▸ The problem: All records below must be retyped exactly.
─── Listed entries
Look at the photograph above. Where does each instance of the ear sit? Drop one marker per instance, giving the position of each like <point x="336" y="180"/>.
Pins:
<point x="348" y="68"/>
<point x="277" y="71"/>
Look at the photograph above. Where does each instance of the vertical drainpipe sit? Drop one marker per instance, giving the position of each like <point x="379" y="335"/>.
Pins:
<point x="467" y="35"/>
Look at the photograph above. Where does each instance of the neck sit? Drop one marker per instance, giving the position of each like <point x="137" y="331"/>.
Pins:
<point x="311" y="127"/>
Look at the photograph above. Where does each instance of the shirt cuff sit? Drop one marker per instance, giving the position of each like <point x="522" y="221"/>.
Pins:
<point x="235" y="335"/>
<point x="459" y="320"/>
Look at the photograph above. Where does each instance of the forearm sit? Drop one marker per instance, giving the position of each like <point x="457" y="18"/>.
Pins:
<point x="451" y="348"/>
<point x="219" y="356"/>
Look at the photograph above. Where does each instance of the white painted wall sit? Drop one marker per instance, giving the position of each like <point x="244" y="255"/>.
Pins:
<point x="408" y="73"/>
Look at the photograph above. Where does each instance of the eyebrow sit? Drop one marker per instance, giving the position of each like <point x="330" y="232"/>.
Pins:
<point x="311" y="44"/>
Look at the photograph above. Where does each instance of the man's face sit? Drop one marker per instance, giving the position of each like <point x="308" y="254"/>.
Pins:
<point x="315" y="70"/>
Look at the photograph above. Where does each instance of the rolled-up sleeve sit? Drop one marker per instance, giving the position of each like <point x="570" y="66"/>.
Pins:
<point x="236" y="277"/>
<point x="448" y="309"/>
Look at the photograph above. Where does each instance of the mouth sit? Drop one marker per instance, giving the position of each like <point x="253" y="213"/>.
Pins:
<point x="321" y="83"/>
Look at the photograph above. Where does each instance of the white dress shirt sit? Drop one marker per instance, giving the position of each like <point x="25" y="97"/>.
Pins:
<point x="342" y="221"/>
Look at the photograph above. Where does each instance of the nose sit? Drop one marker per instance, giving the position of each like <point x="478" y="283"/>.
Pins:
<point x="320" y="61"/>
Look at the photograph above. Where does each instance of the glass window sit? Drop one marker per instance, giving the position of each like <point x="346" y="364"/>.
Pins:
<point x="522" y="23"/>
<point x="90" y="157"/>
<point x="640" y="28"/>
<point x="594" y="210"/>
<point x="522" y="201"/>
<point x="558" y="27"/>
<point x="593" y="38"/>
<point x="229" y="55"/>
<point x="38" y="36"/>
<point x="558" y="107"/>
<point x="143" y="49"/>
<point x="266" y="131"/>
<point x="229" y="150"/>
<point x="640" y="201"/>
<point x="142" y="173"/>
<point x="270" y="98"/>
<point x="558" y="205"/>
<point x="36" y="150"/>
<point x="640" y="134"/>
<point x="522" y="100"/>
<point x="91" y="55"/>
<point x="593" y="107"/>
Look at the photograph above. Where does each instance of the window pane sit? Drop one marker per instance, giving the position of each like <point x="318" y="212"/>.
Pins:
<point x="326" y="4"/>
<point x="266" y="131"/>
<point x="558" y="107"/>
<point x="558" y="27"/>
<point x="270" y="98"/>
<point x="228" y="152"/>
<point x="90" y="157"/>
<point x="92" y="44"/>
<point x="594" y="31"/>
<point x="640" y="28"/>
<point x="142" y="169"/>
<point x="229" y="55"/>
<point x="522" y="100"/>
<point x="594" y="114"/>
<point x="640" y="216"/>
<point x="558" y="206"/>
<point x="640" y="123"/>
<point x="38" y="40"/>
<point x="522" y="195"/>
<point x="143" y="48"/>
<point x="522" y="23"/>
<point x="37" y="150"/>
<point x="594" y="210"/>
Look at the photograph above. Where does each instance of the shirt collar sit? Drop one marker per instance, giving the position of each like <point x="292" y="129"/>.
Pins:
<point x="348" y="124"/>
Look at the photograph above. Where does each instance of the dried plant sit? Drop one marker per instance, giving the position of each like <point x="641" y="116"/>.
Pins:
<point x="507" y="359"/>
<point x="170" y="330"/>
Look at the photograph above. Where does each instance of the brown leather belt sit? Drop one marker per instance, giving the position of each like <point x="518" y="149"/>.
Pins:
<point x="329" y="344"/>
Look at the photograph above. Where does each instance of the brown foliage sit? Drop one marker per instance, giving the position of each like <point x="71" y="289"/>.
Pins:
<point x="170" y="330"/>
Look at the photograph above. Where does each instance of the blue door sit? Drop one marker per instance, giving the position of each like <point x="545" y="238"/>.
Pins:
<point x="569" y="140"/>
──────
▸ Result:
Look at the photograph above. Where does each instance of the ear sit? Drop one marker per instance, giving the position of each like <point x="336" y="180"/>.
Pins:
<point x="348" y="68"/>
<point x="277" y="71"/>
Look at the photograph above. Where does each instance of the vertical drainpipe sit? Drop one marker per instance, giving the position of each like <point x="379" y="335"/>.
Pins:
<point x="467" y="35"/>
Look at the photograph above. Where does each instance of the neck sit? Drop one marker per instance, giving the position of each like <point x="137" y="331"/>.
Pins:
<point x="311" y="127"/>
Look at the photograph above. Where does each instance of the shirt cuff sit? Drop one marker per instance, giving the position of each like <point x="522" y="221"/>.
Pins:
<point x="235" y="335"/>
<point x="459" y="320"/>
Look at the photograph above. Where does each instance of the forearm sit? Drop one marker per instance, giving the position of each like <point x="457" y="18"/>.
Pins:
<point x="451" y="348"/>
<point x="219" y="356"/>
Look at the photograph above. Where does each instance of the white painted wall sit? Drop one marker per instance, giving the position of each like <point x="244" y="255"/>.
Pins:
<point x="408" y="73"/>
Look at the photograph above. Where does each instance of the eyebrow sit? Drop one marker per instance, giving the position of each like <point x="330" y="232"/>.
Pins:
<point x="311" y="44"/>
Look at the photograph above. Where does each instance of the man's face sit? Drop one marker per instance, giving the position of each like <point x="308" y="254"/>.
Pins:
<point x="315" y="70"/>
Look at the photograph above. Where does each instance of the rolled-up sleeve sit? Drop one marker per instance, giving the position of each like <point x="570" y="66"/>.
Pins:
<point x="236" y="277"/>
<point x="448" y="309"/>
Look at the photograph above. Where does each instance of the mouth sit? Drop one marker per instance, giving the position of each like <point x="253" y="213"/>.
Pins:
<point x="321" y="83"/>
Look at the photograph above. Where does each instance of the white dress shirt sit? Drop one marker per instance, giving the position of each like <point x="25" y="97"/>.
Pins:
<point x="342" y="221"/>
Look at the photograph above. Where does each instance of the nose sit? Drop one marker per instance, giving the position of each like <point x="478" y="283"/>.
Pins:
<point x="320" y="61"/>
Look at the photograph above. Where does each instance of the glass window sit? Drop one marker per instance, giving the position of each like <point x="346" y="364"/>.
Pins:
<point x="522" y="23"/>
<point x="90" y="157"/>
<point x="640" y="28"/>
<point x="594" y="210"/>
<point x="522" y="201"/>
<point x="558" y="27"/>
<point x="593" y="38"/>
<point x="229" y="55"/>
<point x="38" y="36"/>
<point x="558" y="107"/>
<point x="143" y="49"/>
<point x="266" y="131"/>
<point x="229" y="150"/>
<point x="640" y="201"/>
<point x="142" y="173"/>
<point x="270" y="98"/>
<point x="558" y="205"/>
<point x="36" y="150"/>
<point x="640" y="134"/>
<point x="522" y="100"/>
<point x="91" y="55"/>
<point x="593" y="107"/>
Look at the photograph above. Where does each instance of the window pane sit? Drop one marker per instance, giving the position of each like <point x="318" y="212"/>.
Pins:
<point x="326" y="4"/>
<point x="266" y="131"/>
<point x="558" y="107"/>
<point x="558" y="27"/>
<point x="270" y="98"/>
<point x="228" y="152"/>
<point x="90" y="157"/>
<point x="92" y="44"/>
<point x="594" y="31"/>
<point x="640" y="28"/>
<point x="142" y="169"/>
<point x="229" y="55"/>
<point x="522" y="100"/>
<point x="594" y="114"/>
<point x="640" y="216"/>
<point x="558" y="206"/>
<point x="640" y="123"/>
<point x="38" y="40"/>
<point x="522" y="195"/>
<point x="143" y="48"/>
<point x="522" y="23"/>
<point x="37" y="150"/>
<point x="594" y="210"/>
Look at the photograph above. Where does each instance of the shirt collar sit? Drop one marker per instance, giving the position of each like <point x="292" y="129"/>.
Pins:
<point x="348" y="124"/>
Look at the photograph above. Where does each instance of the dried plant sit? Drop one marker per instance, giving the position of each like <point x="641" y="116"/>.
Pins:
<point x="507" y="359"/>
<point x="170" y="330"/>
Look at the photograph above. Where does each instance of the brown leather belt sit? Drop one marker per instance, giving the position of each like <point x="518" y="149"/>.
Pins:
<point x="329" y="344"/>
Look at the photograph above. Where does each instance of the brown foliage sit? Drop one marker per instance, giving the position of each like <point x="71" y="289"/>.
Pins:
<point x="170" y="330"/>
Look at the photograph above. Where does each instance of the blue door sit? Drop one marker per instance, giving the position of each like <point x="545" y="238"/>.
Pins:
<point x="569" y="140"/>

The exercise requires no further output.